- Your tasks -
**A)** Transcribe the part of the passage on supervised and unsupervised learning starting with "13. Supervised and" and going on through "that drive data.".
**B)** Pull out every line of the listing that contains the word "table".

═════ Excerpt to read

13. Supervised and Unsupervised Learning

Thus far in the course, we have been conducting supervised machine learning, where labels associated with the data is provided and used to correct the algorithm during a training phase. Unsupervised learning does not include real labels or a testing phase. Unsupervised learning is performed by looking at the data and trying to find patterns within the data. These are known as "self-discovering" algorithms. Unsupervised models require precise and accurate setup to model the structure and similarities within the data. Two primary examples of unsupervised learning are clustering, or identifying patters in data items, and principal component analysis - also known as autoencoding or latent factor analysis - is where you seek to identify the latent factors that drive data.

13.1. Clustering Algorithms

Clustering algorithms look within the data to determine commanalities within the data which can be used to group similar data items logically. To perform clustering on huge or complex datasets, we seek to represent attributes as numbers. This could be a product ID to represent a sale item on a website, height, weight, and age to represent people. The number of attributes defines the number of axis needed to plot each datapoint; i.e. for n attributes, you will need an n-dimensional hypercube. Clustering these numerical representations into similar groups for similar attributes and different groups for attributes which are dissimilar. Then the distances between two points in the n-dimensional space can represent the relative similarity or dissimilarity between those points. The goal of clustering is to minimize inter-cluster similiarity (similarity between two clusters), and maximize intra-cluster similiarity (similiarity between points in the same group).

══════════
═════ Data entries

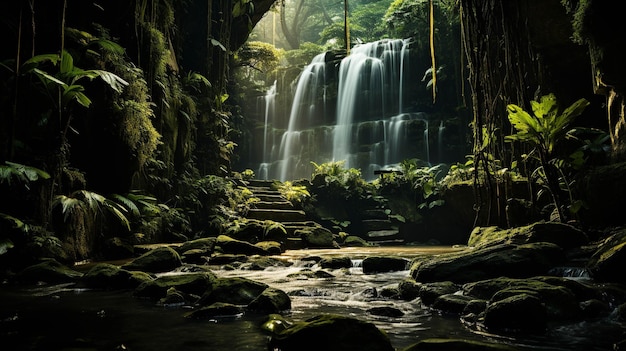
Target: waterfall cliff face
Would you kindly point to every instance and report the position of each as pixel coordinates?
(353, 111)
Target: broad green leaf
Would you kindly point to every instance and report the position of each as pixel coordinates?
(217, 43)
(35, 61)
(521, 120)
(48, 77)
(67, 63)
(545, 107)
(5, 245)
(113, 80)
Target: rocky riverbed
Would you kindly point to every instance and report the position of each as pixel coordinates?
(505, 283)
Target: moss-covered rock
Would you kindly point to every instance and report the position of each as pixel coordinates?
(516, 261)
(561, 234)
(48, 271)
(381, 264)
(429, 292)
(331, 333)
(191, 283)
(271, 301)
(336, 262)
(162, 259)
(435, 344)
(215, 310)
(111, 277)
(237, 290)
(229, 245)
(516, 313)
(608, 262)
(205, 244)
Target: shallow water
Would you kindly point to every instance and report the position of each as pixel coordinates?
(62, 318)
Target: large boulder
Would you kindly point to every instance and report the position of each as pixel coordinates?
(447, 344)
(609, 260)
(190, 283)
(237, 290)
(111, 277)
(331, 333)
(271, 301)
(233, 246)
(317, 237)
(517, 313)
(48, 271)
(509, 260)
(382, 264)
(561, 234)
(336, 262)
(162, 259)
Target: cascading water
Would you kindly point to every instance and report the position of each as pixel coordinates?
(270, 111)
(368, 124)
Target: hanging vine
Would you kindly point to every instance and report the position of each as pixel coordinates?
(502, 69)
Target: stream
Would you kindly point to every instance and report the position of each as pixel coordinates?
(61, 317)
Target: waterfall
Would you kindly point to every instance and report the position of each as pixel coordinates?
(303, 111)
(369, 123)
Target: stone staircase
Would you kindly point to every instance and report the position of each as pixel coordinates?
(273, 206)
(378, 227)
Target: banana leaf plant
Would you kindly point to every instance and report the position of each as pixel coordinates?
(543, 130)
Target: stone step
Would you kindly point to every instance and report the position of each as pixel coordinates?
(260, 183)
(269, 197)
(277, 215)
(376, 213)
(380, 235)
(274, 205)
(377, 224)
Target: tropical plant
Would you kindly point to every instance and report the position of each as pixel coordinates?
(296, 194)
(24, 174)
(542, 131)
(83, 204)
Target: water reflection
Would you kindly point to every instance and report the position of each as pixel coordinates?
(63, 318)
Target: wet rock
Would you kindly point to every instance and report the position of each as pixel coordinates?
(310, 274)
(272, 247)
(237, 290)
(317, 237)
(216, 310)
(336, 262)
(355, 241)
(117, 248)
(517, 261)
(608, 262)
(233, 246)
(451, 303)
(111, 277)
(195, 256)
(49, 271)
(409, 289)
(259, 263)
(517, 313)
(172, 297)
(205, 244)
(271, 301)
(457, 345)
(561, 303)
(429, 292)
(191, 283)
(331, 333)
(561, 234)
(594, 308)
(220, 259)
(381, 264)
(385, 311)
(275, 324)
(162, 259)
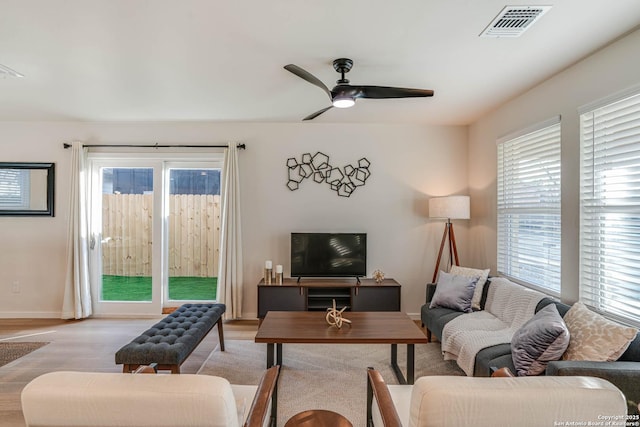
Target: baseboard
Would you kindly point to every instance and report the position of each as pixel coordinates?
(30, 315)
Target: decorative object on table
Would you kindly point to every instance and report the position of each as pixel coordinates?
(268, 271)
(334, 316)
(451, 207)
(343, 181)
(378, 276)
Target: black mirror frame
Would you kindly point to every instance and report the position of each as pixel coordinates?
(51, 182)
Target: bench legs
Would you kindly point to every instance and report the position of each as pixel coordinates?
(220, 333)
(129, 368)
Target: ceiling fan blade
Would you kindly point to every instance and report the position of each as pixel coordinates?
(304, 74)
(382, 92)
(317, 113)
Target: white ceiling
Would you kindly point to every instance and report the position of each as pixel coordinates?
(213, 60)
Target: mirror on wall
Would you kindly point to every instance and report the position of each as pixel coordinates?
(27, 189)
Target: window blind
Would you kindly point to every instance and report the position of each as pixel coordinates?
(610, 208)
(14, 189)
(529, 208)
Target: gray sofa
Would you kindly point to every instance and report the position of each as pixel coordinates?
(624, 373)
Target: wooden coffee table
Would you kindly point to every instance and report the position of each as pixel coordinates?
(318, 418)
(367, 327)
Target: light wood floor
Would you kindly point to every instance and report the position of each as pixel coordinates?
(85, 345)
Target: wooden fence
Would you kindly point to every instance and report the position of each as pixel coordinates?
(194, 235)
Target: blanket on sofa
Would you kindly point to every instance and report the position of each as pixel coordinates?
(508, 307)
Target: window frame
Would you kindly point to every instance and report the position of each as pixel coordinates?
(606, 285)
(509, 253)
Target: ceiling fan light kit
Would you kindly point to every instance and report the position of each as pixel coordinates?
(344, 95)
(343, 102)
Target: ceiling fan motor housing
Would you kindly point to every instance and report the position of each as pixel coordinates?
(343, 66)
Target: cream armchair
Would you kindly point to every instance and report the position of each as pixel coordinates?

══════════

- Answers by task -
**A)**
13. Supervised and Unsupervised Learning

Thus far in the course, we have been conducting supervised machine learning, where labels associated with the data is provided and used to correct the algorithm during a training phase. Unsupervised learning does not include real labels or a testing phase. Unsupervised learning is performed by looking at the data and trying to find patterns within the data. These are known as "self-discovering" algorithms. Unsupervised models require precise and accurate setup to model the structure and similarities within the data. Two primary examples of unsupervised learning are clustering, or identifying patters in data items, and principal component analysis - also known as autoencoding or latent factor analysis - is where you seek to identify the latent factors that drive data.

**B)**
Target: decorative object on table
Target: wooden coffee table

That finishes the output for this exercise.